===== Texte source =====

On ne peut évidemment
aujourd’hui que souhaiter l’arrêt définitif en Ukraine d’une guerre opposant
deux entités de populations partageant tout de même plusieurs traits de leurs
respectives identités et qui sont à moyen terme menacées par les mêmes dangers.
Il n’est certes pas nécessaire de savoir tous les
grands aspects de l’histoire de la Russie ni tous ceux de l’histoire de
l’Ukraine et des autres nations de la Baltique à la Mer noire pour comprendre
le conflit. Néanmoins un minimum de connaissances est indispensable pour éviter
des considérations inexactes souvent simplistes et manichéennes.
Le nom même d’Ukraine qui
ne remonte pas très loin situe d’emblée géopolitiquement le pays. Il signifie
« pays frontière » ou encore « confins » tout comme la
région appelée de même en Croatie, la Krajina. Sans remonter à la plus haute
antiquité les territoires bordant la Mer noire furent, sur fond de population
indo-européenne, d’anciens Slaves et de Goths, le réceptacle d’invasions de
peuples turcophones ou finno-ougriens.
Cependant des tribus
slaves se développaient sur tout le reste du territoire actuel sur lequel
allaient aussi s’installer les commerçants varègues (vikings) qui les fédérèrent
et bâtirent avec eux la ville qui est demeurée la capitale du pays jusqu’à nos
jours, Kiev. Elle fut conquise sur les Khazars qui l’occupaient par le Viking
Oleh le Sage, fondateur d’un « État des rameurs », en viking
« Rodslagen » qui devint « Rus’ » en langue slave. De ce
nom proviennent ceux de Ruthènes, de Russins, de Russes.
La « Rus’ » fut
convertie au christianisme au Xe siècle par saint Cyrille, marquant
définitivement l’empreinte de Constantinople sur ces terres alors que le Grand
Schisme entre catholiques et orthodoxes ne se produirait qu’au siècle suivant.
La « Rus’ »
avec Volodymyr le Grand et Iaroslav le Sage fut alors gouvernée par deux grands
rois avant d’être déchirée par des conflits féodaux et puis envahie au XIIIe
siècle par les Coumans puis les Tatars et les Mongols qui mirent Kiev à sac en
1240. C’est en 1147 qu’était née la ville de Moscou et c’est en 1276 que fut
créée la principauté de même nom ou Moscovie sur laquelle s’abattirent
également les Mongols et Tatars.
La reconquête fut menée
par les grands princes de Moscou et achevée dans la deuxième moitié du XVIe
siècle par Ivan IV le Terrible qui prit alors le titre de « Tsar »

===== Extraits des données =====

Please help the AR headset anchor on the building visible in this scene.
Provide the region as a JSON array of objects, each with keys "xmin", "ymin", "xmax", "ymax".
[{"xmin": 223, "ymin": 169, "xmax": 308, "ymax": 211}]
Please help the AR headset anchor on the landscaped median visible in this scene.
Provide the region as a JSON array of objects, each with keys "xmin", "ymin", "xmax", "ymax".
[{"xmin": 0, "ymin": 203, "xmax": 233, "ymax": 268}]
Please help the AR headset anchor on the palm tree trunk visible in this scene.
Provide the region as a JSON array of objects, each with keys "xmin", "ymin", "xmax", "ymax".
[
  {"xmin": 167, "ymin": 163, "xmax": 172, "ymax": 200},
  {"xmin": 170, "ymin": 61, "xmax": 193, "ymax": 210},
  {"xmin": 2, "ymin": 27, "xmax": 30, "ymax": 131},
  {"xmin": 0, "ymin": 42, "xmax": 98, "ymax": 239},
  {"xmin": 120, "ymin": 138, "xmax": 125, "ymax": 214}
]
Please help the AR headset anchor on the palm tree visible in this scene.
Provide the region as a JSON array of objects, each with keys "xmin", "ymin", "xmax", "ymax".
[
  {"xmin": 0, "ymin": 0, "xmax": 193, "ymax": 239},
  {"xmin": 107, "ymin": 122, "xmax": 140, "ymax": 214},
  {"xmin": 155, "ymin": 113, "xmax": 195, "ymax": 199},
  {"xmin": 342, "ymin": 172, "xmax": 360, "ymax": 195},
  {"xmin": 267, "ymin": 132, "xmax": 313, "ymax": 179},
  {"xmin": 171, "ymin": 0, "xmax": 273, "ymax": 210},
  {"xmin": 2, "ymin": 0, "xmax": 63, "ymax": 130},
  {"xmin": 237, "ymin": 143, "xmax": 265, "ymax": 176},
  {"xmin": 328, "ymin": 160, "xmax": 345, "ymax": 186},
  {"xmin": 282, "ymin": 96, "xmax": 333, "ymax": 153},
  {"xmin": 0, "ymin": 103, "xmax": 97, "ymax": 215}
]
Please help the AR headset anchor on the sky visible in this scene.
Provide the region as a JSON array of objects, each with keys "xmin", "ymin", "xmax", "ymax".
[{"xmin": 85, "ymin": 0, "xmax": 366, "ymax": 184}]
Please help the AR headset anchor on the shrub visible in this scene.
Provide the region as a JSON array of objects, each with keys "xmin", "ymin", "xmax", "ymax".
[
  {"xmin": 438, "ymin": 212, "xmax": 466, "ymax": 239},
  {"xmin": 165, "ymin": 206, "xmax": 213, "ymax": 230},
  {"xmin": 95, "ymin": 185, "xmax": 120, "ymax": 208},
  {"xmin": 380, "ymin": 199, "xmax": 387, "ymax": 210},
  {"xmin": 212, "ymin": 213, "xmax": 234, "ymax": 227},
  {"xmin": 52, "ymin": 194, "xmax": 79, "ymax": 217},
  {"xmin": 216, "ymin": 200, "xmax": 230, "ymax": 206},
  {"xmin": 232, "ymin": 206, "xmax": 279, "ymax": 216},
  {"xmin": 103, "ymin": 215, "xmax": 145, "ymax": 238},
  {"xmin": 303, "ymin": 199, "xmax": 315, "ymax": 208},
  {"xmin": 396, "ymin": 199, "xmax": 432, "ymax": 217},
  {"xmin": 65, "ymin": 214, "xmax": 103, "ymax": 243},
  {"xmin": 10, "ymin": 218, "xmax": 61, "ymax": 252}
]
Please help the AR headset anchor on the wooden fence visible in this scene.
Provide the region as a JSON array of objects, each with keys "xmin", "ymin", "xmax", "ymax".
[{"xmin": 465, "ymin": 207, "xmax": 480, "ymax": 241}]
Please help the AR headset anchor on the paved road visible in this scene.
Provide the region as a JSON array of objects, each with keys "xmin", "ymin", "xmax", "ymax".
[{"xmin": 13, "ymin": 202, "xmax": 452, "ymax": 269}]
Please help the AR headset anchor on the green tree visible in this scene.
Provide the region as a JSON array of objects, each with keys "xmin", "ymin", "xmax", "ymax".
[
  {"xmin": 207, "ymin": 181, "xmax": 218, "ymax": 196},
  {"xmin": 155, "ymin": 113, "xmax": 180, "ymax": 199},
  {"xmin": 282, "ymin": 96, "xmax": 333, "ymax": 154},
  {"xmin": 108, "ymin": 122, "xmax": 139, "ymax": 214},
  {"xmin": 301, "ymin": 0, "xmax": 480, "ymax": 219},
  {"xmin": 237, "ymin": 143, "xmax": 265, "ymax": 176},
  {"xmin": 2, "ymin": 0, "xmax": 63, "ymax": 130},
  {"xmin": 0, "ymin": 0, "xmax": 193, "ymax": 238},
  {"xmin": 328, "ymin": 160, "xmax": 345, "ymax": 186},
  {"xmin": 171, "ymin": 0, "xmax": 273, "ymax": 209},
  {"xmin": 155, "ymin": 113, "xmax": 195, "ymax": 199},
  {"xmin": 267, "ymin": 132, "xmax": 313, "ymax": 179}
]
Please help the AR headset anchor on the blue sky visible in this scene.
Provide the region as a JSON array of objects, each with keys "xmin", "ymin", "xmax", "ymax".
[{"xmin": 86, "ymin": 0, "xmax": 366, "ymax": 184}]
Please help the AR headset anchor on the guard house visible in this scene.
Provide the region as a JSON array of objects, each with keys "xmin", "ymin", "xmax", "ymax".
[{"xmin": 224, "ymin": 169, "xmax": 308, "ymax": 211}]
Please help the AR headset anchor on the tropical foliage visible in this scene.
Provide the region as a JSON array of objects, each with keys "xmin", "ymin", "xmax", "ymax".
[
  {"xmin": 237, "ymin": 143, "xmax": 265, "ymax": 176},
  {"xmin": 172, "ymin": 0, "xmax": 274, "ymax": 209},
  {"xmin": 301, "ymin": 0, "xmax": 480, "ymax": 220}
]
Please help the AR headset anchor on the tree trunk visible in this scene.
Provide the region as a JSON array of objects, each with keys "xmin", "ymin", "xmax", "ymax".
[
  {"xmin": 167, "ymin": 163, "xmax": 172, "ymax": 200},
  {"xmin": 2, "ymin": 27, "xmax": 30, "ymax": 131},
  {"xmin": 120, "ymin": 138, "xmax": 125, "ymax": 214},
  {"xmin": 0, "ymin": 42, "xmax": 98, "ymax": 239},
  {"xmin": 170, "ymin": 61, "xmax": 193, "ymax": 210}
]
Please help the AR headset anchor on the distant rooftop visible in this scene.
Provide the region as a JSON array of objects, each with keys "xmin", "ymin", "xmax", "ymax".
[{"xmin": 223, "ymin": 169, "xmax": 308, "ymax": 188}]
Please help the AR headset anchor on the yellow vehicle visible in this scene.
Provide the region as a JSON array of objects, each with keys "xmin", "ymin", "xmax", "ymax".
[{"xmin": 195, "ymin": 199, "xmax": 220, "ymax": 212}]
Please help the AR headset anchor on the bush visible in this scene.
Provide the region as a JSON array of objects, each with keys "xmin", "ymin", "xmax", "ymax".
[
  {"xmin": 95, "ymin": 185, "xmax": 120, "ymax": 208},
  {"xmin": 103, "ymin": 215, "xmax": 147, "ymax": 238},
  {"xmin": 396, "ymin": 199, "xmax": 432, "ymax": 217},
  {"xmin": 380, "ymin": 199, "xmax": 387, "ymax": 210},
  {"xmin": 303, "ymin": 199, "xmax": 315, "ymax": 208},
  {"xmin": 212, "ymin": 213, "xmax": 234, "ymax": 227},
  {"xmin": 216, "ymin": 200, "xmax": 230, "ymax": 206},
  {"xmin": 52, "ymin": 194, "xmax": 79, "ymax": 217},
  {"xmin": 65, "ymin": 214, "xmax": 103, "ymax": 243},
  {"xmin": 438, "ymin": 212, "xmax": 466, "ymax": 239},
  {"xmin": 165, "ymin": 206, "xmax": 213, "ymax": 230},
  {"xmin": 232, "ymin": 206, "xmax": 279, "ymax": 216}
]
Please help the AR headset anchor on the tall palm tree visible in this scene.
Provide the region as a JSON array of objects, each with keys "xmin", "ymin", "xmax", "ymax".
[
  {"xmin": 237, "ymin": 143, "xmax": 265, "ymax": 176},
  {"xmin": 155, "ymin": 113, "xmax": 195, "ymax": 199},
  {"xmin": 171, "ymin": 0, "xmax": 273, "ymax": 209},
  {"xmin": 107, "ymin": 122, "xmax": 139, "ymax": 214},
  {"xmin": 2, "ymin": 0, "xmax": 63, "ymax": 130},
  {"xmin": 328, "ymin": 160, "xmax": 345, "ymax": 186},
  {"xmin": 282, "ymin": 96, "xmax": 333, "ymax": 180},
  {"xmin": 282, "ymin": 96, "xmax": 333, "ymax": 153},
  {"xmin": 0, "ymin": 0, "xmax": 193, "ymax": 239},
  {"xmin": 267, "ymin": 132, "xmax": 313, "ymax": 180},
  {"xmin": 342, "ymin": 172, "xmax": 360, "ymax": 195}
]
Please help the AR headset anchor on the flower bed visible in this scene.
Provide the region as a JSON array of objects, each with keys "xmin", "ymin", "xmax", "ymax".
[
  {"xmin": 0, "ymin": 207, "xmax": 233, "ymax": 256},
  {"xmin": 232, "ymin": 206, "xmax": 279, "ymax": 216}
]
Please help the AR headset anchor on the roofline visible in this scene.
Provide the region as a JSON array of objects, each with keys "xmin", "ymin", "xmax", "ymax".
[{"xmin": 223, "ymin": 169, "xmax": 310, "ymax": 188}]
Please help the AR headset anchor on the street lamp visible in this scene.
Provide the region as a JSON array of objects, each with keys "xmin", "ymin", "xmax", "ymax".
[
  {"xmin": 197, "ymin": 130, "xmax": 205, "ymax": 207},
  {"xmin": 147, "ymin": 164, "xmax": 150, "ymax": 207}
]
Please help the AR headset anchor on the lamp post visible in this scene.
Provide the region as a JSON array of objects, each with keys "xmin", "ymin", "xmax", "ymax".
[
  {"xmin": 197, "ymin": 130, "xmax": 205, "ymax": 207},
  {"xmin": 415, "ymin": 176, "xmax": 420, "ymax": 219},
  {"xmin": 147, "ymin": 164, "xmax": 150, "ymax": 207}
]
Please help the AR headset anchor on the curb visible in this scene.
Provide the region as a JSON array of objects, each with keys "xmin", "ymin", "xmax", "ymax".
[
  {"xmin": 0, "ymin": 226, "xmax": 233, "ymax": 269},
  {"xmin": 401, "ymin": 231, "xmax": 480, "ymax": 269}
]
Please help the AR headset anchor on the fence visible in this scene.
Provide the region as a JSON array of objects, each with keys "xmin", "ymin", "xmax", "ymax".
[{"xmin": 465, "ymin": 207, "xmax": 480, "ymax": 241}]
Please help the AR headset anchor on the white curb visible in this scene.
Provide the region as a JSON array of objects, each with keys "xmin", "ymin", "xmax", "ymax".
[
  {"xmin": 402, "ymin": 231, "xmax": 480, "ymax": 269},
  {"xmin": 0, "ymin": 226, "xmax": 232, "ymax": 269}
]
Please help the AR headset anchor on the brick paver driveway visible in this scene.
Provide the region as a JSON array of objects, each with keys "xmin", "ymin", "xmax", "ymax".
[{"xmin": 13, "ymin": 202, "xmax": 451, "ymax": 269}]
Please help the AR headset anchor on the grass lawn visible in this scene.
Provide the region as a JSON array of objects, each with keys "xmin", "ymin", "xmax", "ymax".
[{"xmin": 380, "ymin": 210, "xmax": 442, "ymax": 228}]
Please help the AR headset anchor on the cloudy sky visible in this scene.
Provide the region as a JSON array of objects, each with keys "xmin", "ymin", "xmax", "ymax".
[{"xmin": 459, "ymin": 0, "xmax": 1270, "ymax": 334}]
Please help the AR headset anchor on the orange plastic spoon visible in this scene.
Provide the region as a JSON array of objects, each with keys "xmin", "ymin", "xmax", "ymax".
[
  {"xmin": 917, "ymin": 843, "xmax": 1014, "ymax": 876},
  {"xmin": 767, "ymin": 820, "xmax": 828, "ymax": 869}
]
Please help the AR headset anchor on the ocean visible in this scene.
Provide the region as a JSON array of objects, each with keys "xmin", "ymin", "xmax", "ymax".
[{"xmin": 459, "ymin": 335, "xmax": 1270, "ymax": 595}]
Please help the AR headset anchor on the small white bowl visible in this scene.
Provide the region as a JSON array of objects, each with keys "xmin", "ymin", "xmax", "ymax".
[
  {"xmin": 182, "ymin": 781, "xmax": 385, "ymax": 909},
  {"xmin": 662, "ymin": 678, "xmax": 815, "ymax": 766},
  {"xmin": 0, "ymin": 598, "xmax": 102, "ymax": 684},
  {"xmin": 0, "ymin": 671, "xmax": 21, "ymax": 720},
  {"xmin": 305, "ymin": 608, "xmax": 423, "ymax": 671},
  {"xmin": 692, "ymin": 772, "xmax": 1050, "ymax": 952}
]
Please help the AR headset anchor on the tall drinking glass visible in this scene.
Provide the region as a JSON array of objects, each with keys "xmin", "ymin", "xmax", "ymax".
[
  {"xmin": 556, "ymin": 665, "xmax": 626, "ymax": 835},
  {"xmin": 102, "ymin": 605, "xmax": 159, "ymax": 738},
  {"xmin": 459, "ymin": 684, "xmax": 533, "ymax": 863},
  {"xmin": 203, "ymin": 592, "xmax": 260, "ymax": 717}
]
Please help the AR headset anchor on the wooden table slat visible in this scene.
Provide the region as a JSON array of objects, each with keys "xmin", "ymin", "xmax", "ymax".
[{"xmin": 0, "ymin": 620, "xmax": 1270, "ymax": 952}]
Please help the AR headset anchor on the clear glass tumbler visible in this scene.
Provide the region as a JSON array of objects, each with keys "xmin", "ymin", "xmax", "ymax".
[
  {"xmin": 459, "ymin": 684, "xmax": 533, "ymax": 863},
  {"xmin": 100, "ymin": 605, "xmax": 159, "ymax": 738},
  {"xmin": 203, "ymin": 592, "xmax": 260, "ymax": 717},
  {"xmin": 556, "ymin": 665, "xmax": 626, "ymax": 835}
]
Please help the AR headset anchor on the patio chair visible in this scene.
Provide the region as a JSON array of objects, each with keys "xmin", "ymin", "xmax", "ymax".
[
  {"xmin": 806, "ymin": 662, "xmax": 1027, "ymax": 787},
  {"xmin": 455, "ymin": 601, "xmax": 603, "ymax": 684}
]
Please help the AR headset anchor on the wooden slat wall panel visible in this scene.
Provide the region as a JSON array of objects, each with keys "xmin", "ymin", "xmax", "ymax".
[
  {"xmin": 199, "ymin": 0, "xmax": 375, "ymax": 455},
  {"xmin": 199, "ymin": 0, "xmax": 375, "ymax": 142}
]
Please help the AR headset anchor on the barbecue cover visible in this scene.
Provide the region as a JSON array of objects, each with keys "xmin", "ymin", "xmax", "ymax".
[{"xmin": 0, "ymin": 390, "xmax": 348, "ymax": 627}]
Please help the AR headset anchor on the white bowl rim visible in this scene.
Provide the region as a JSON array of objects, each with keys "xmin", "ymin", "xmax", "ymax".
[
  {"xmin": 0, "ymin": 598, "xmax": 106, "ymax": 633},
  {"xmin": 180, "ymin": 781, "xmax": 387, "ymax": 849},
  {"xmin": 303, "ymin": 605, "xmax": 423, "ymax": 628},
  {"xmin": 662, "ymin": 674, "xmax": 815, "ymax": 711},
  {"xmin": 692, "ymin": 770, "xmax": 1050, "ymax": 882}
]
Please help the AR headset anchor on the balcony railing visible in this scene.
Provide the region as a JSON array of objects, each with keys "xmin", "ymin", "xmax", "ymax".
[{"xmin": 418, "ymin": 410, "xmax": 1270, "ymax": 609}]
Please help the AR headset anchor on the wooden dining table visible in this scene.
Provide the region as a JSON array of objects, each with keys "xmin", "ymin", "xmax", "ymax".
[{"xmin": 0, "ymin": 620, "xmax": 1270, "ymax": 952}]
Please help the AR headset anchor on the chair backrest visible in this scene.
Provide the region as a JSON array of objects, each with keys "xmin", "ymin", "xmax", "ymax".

=====

(Exercices à réaliser)
[A] Mettez à jour le passage du texte sur l'histoire de l'Ukraine compris entre « avec Volodymyr le » et « Mongols et Tatars. » inclus, en remplaçant « Moscovie » par « Russie moscovite ».
[B] Relevez tous les souverains ou personnages historiques désignés par leur nom dans le texte sur l'histoire de l'Ukraine.
[C] Reprenez le texte sur l'histoire de l'Ukraine là où il s'arrête et poursuivez-le.
Les données sources constituent un matériel distinct du texte.

(Résultats)
[A]
avec Volodymyr le Grand et Iaroslav le Sage fut alors gouvernée par deux grands
rois avant d’être déchirée par des conflits féodaux et puis envahie au XIIIe
siècle par les Coumans puis les Tatars et les Mongols qui mirent Kiev à sac en
1240. C’est en 1147 qu’était née la ville de Moscou et c’est en 1276 que fut
créée la principauté de même nom ou Russie moscovite sur laquelle s’abattirent
également les Mongols et Tatars.

[B] Oleh le Sage, saint Cyrille, Volodymyr le Grand, Iaroslav le Sage, Ivan IV le Terrible

[C]
alors que la Moscovie était devenue Russie. Cependant Kiev et la Rus’
occidentale étaient sous la souveraineté de la grande Lituanie gouvernée par la
dynastie des Jagellon régnant également sur la Pologne. Ce fut à cette époque
que l’union de l’Église de la Rus’ de Kiev avec Rome donna naissance à l’Église
grecque-catholique ukrainienne qui fait partie de l’ensemble que l’on appelle
les Uniates. Les catholiques sont aujourd’hui plus de quatre millions en
Ukraine alors que les orthodoxes sont très divisés entre une majorité relative
dépendant du Patriarcat de Kiev, d’autres un peu moins, du Patriarcat de Moscou
et d’autres encore des deux différentes églises autocéphales
À partir du XVe
siècle étaient nés les Cosaques, c’est-à-dire des paysans ruthènes refusant la
servitude, organisés militairement et se transformant peu à peu en véritable
peuple. Les Cosaques se battirent pour les Polonais contre les Tatars puis
contre les Turcs ottomans auxquels obéissaient ces derniers. Ils se dressèrent
ensuite contre les Polonais avec l’appui des Tatars de Crimée et des Russes de
Moscou.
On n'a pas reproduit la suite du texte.